◆ Task description
Print out the records below with nothing altered.

◆ Extracted entries
========================================
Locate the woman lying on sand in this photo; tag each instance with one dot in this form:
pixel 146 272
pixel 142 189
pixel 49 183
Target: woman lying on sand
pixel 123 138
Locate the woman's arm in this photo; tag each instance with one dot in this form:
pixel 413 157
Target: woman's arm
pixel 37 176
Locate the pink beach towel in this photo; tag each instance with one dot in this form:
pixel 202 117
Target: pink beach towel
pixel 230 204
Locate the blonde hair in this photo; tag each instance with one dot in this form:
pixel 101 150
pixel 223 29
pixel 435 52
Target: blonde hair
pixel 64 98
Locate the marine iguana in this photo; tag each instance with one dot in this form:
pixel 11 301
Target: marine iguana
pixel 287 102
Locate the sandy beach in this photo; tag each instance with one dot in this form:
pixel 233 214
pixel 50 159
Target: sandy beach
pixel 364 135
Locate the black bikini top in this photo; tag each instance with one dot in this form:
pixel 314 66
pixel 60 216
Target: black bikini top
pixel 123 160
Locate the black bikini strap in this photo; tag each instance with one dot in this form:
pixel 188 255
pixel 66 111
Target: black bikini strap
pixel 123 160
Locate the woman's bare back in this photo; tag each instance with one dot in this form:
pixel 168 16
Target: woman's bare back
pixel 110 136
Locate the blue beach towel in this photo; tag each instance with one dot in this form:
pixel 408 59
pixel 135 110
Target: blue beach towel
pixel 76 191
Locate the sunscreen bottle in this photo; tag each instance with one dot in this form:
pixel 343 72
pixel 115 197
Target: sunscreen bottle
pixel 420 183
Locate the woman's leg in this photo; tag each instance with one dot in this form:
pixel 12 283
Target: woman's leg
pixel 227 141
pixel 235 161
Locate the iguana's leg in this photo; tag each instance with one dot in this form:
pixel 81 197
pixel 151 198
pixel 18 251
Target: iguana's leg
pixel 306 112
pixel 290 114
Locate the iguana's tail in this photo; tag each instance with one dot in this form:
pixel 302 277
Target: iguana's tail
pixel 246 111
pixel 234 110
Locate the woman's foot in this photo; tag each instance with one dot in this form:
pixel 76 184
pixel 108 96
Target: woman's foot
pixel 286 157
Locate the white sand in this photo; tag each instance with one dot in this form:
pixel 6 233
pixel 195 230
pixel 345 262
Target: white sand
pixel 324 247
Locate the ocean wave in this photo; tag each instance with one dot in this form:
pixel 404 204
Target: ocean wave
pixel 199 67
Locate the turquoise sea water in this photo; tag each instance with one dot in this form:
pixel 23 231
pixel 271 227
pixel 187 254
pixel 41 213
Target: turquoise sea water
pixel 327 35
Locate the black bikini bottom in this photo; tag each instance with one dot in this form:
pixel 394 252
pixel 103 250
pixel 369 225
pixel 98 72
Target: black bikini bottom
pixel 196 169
========================================
◆ Completed exercise
Locate the woman lying on sand in this photo; tag each instance with one dot in this form:
pixel 146 272
pixel 142 189
pixel 49 183
Target: woman lying on sand
pixel 123 138
Locate the woman's arm in this photo; tag each instance with one dot in this form:
pixel 413 157
Target: woman's arm
pixel 37 176
Locate the pink beach towel in this photo; tag each instance with one dot in this form:
pixel 202 117
Target: pink beach towel
pixel 230 204
Locate the blonde hair in this photo; tag each instance with one dot in this form:
pixel 101 150
pixel 223 29
pixel 435 52
Target: blonde hair
pixel 64 98
Locate the marine iguana in this photo; tag each instance with one dot in this form:
pixel 11 301
Target: marine iguana
pixel 287 102
Locate the sandy beach in this photo; tag each instance with one dot in this form:
pixel 233 214
pixel 50 159
Target: sandy beach
pixel 364 135
Locate the black bikini top in this photo; tag each instance with one dot in this form:
pixel 314 66
pixel 60 216
Target: black bikini top
pixel 123 160
Locate the black bikini strap in this photo; tag each instance with one dot in this form:
pixel 188 255
pixel 66 111
Target: black bikini strap
pixel 123 160
Locate the woman's bare back in this photo; tag each instance with one dot in this form:
pixel 168 16
Target: woman's bare back
pixel 110 136
Locate the blue beach towel in this photo; tag each instance with one dot in this form:
pixel 408 59
pixel 135 110
Target: blue beach towel
pixel 76 191
Locate the sunscreen bottle in this photo; tag each instance with one dot in this form:
pixel 343 72
pixel 115 197
Target: sunscreen bottle
pixel 420 183
Locate the woman's leg in this photo; tag each instance with one dot in this form:
pixel 12 283
Target: woman's leg
pixel 227 141
pixel 235 161
Locate the iguana's leg in this photo; tag each instance with one dot in this form:
pixel 81 197
pixel 151 198
pixel 18 251
Target: iguana's leg
pixel 306 112
pixel 290 114
Locate the iguana's tail in this photo; tag each instance with one dot in this form:
pixel 302 277
Target: iguana's tail
pixel 246 111
pixel 234 110
Locate the woman's foot in this photo; tag each instance with one dot in this form:
pixel 76 184
pixel 108 96
Target: woman's foot
pixel 286 157
Locate the white sand in this photo; tag each instance with one dot in this form:
pixel 6 233
pixel 195 230
pixel 345 262
Target: white sand
pixel 324 247
Locate the ocean wave in this photo; tag each instance with one dot in this form:
pixel 404 204
Target: ocean wave
pixel 199 67
Locate the turquoise sea water in this photo; tag each instance with one dot in this form:
pixel 23 231
pixel 271 227
pixel 187 254
pixel 41 213
Target: turquoise sea water
pixel 327 35
Locate the black bikini bottom in this photo; tag each instance with one dot in this form:
pixel 394 252
pixel 103 250
pixel 369 225
pixel 98 72
Target: black bikini bottom
pixel 196 169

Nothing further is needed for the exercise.